→ Instructions for the task
Can you continue the passage below on feeding reluctant sulphureus snakes, picking up after its final sentence?

→ Extract
Though the majority of sulphureus will accept frozen-thawed or live prey without difficulty, occasionally one may encounter a reluctant feeder - this is especially true with freshly imported wild-caught specimens. Usually, I approach such snakes with persistence using the above methods, and find that most will accept food when sufficiently acclimated to their new environment. As a last resort, tease feeding has proven an effective way to get particularly stubborn sulphureus eating when all other methods fail. Given the inherently stressful nature of tease feeding, it is rarely a sustainable method for feeding snakes, and has sometimes reportedly backfired, resulting in snakes becoming nervous around the presence of food. Regardless, in cases where snakes are reluctant to accept live or frozen-thawed prey, I have employed the method with success for brief periods, only until the snakes begin accepting live or frozen-thawed prey through less stressful means.

→ Listed entries
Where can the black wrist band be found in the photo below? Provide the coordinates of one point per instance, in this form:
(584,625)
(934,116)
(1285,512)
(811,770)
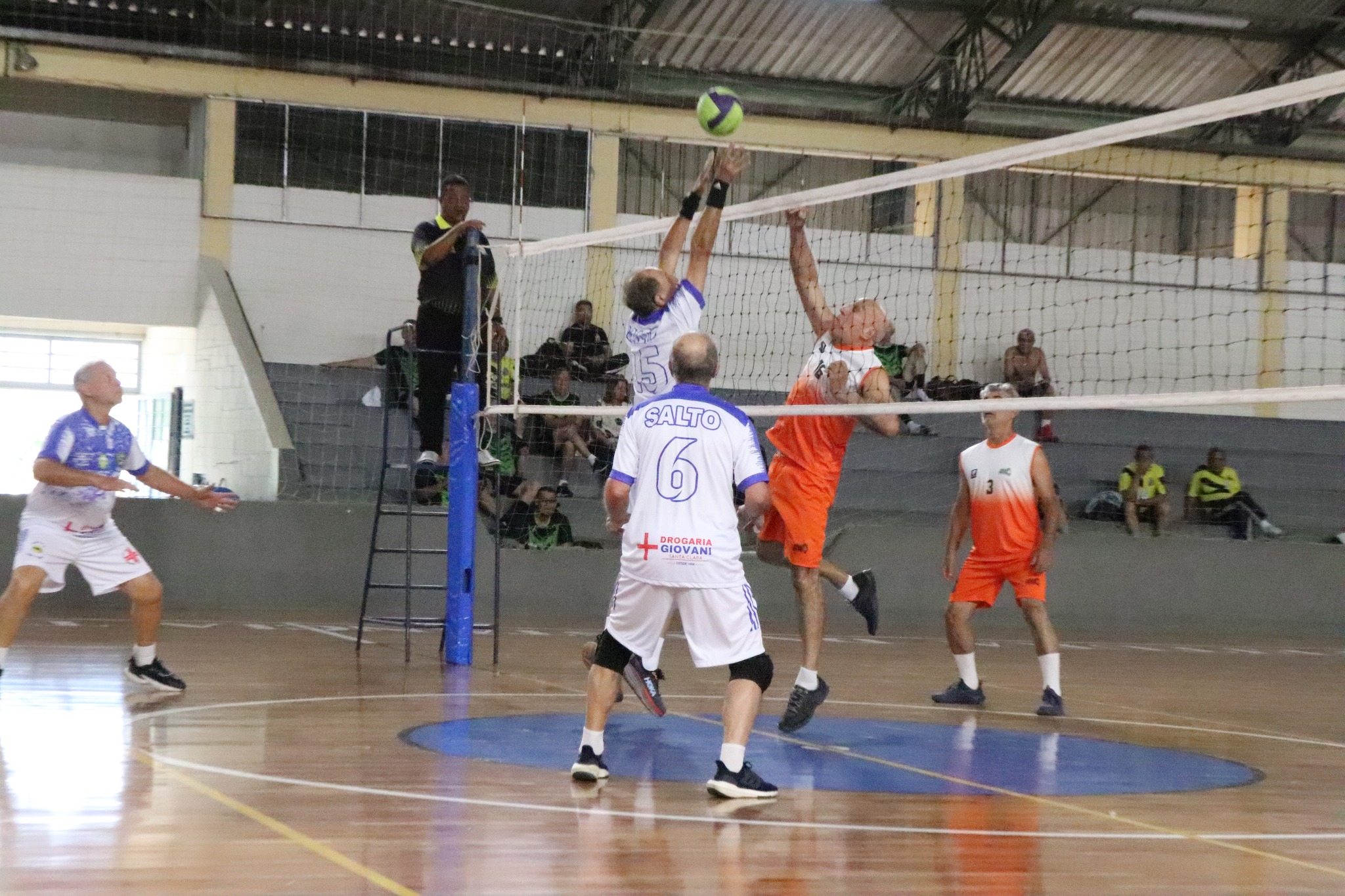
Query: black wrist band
(690,205)
(718,192)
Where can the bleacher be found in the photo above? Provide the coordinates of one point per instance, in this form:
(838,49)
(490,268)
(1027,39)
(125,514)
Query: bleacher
(1292,467)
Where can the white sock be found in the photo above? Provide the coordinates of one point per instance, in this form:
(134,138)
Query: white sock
(732,756)
(592,739)
(651,661)
(967,668)
(1049,664)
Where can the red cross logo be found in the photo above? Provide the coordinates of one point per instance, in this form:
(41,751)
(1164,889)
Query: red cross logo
(648,547)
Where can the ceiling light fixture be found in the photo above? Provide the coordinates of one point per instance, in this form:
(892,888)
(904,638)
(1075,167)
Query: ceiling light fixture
(1193,19)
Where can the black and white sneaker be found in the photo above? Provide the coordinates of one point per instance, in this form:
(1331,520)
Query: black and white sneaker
(1051,703)
(866,602)
(590,766)
(961,694)
(154,675)
(802,704)
(740,785)
(646,685)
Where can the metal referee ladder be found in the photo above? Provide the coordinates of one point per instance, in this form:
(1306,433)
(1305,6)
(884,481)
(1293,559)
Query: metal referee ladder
(397,513)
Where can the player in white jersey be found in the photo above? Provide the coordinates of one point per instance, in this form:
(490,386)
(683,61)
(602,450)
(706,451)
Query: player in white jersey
(68,519)
(670,495)
(663,308)
(1003,492)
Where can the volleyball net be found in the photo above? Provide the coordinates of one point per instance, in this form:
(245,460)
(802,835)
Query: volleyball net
(1152,278)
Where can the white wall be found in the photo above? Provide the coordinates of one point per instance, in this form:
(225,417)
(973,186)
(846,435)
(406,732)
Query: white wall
(232,442)
(99,246)
(323,276)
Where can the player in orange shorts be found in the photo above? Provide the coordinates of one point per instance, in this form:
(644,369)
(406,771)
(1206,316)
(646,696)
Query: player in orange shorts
(1003,482)
(841,370)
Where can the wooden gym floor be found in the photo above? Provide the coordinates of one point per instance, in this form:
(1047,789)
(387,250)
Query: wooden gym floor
(282,771)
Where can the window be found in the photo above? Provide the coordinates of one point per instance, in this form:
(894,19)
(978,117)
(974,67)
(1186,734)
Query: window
(46,362)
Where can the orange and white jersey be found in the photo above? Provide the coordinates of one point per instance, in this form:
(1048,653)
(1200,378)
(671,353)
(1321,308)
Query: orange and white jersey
(818,442)
(1003,505)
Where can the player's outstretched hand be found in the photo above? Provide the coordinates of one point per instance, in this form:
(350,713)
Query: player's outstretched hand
(1043,559)
(210,500)
(731,163)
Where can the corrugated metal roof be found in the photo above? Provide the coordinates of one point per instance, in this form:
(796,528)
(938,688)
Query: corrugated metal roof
(1138,69)
(838,41)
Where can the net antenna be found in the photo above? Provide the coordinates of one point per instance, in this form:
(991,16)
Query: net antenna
(1098,327)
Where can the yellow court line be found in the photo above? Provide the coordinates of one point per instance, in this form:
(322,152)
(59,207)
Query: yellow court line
(278,826)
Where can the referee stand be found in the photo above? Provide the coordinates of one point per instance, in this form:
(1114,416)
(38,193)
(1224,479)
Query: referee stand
(403,524)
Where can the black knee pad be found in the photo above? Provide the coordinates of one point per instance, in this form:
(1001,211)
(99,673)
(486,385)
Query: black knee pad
(759,670)
(611,653)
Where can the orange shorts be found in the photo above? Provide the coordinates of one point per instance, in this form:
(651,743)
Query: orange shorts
(798,515)
(979,581)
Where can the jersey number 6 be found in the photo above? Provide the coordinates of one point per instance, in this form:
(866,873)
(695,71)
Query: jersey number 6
(677,476)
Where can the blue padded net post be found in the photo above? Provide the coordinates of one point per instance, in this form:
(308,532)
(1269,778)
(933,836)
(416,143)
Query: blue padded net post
(462,475)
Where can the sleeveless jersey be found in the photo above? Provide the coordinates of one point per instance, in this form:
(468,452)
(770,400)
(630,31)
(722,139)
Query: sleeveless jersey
(650,340)
(682,453)
(818,442)
(1003,505)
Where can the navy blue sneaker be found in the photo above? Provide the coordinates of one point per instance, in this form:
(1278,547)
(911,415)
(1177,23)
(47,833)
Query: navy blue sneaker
(1051,704)
(802,704)
(590,766)
(740,785)
(961,694)
(866,602)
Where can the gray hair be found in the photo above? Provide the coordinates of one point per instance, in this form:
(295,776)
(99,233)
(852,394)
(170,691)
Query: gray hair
(85,371)
(694,359)
(1000,390)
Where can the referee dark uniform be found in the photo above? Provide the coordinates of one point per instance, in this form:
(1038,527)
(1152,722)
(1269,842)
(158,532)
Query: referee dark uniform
(437,246)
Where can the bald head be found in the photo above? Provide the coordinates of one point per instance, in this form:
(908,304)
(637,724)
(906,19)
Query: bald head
(694,359)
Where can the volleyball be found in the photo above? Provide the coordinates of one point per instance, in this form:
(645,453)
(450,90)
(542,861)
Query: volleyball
(720,112)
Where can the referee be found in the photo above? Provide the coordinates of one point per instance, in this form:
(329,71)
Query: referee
(439,249)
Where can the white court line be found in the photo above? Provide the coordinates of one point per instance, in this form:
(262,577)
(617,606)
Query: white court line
(716,820)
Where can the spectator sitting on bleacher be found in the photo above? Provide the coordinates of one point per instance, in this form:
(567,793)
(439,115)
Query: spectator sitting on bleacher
(1143,490)
(1216,495)
(569,435)
(539,524)
(586,349)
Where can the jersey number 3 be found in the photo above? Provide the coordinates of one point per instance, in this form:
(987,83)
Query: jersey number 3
(677,476)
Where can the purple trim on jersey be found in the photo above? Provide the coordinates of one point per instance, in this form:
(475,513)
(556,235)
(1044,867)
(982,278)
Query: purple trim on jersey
(752,480)
(693,291)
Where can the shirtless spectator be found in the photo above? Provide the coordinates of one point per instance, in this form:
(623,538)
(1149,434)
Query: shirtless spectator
(1024,364)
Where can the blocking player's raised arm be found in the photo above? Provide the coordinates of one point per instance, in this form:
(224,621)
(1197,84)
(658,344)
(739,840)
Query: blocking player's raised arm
(670,253)
(805,270)
(728,165)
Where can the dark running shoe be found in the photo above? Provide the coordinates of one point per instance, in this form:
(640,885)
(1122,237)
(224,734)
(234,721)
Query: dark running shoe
(590,766)
(155,675)
(1051,704)
(646,685)
(961,694)
(802,704)
(586,653)
(866,602)
(740,785)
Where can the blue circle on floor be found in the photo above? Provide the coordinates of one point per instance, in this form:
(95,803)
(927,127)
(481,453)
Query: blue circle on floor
(682,748)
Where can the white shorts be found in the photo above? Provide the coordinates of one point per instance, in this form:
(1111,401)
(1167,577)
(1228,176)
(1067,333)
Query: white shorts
(104,557)
(721,625)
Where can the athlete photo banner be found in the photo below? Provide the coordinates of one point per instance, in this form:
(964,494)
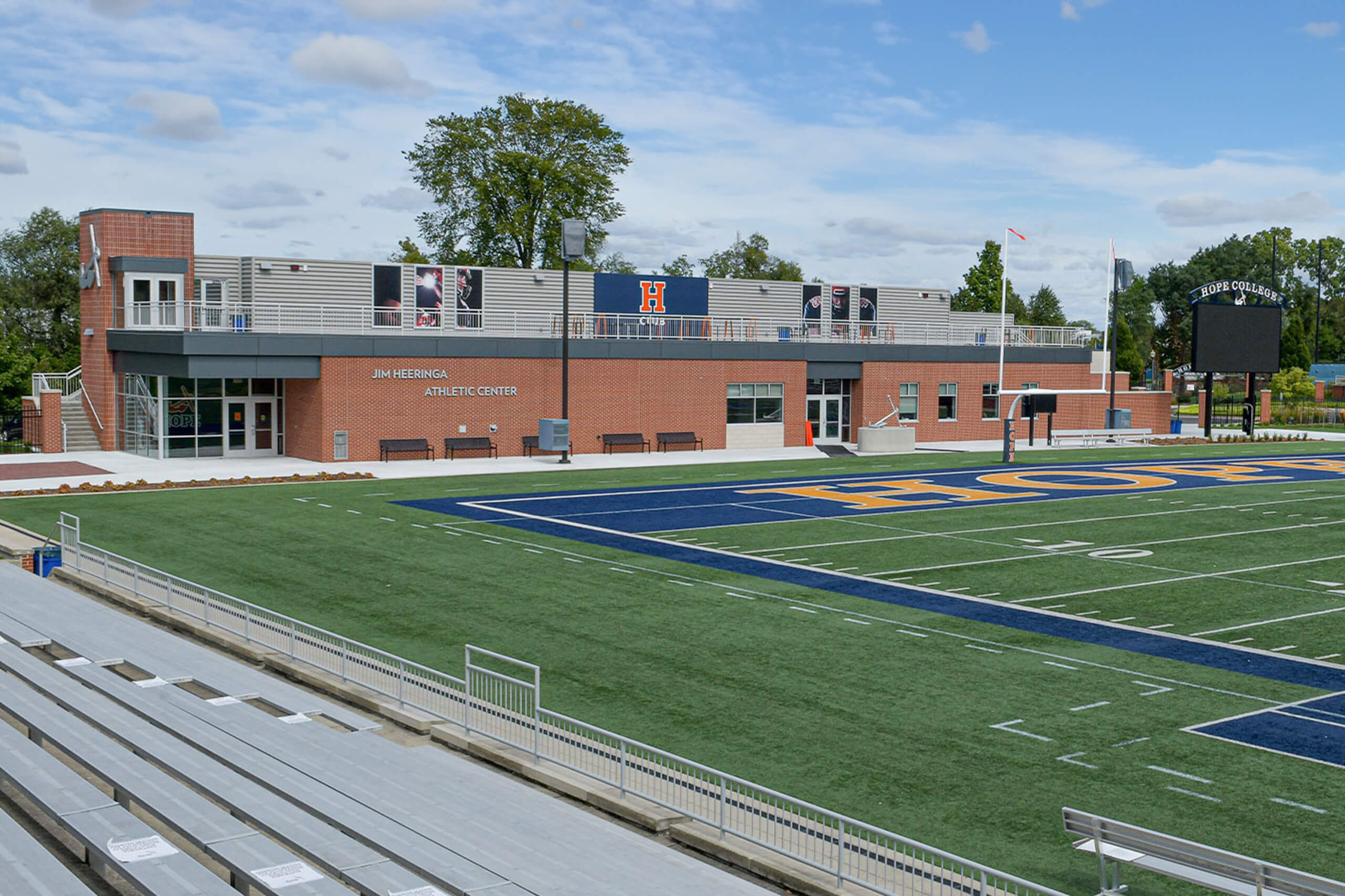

→ Task answer
A rapid metabolism and frequent feeding also comes with more frequent defecation as a consequence, which has much to do with the ‘messy’ reputation with which Spilotes and other large colubrids are often labeled. In my opinion they’re really not so intolerable in this realm, and I suspect much of the unsavory reputation applies to snakes which are kept in cramped enclosures where they cannot easily move away from their waste. The sulphureus in my care typically defecate within 48 to 72 hours after eating, and I remove their waste as soon as possible to avoid foul odors and maintain as sanitary an environment as possible. Even in bioactive enclosures immediately removing large segments of solid waste is a good practice to ensure cleanliness, leaving the urates and less solid waste to be dealt with by the microfauna.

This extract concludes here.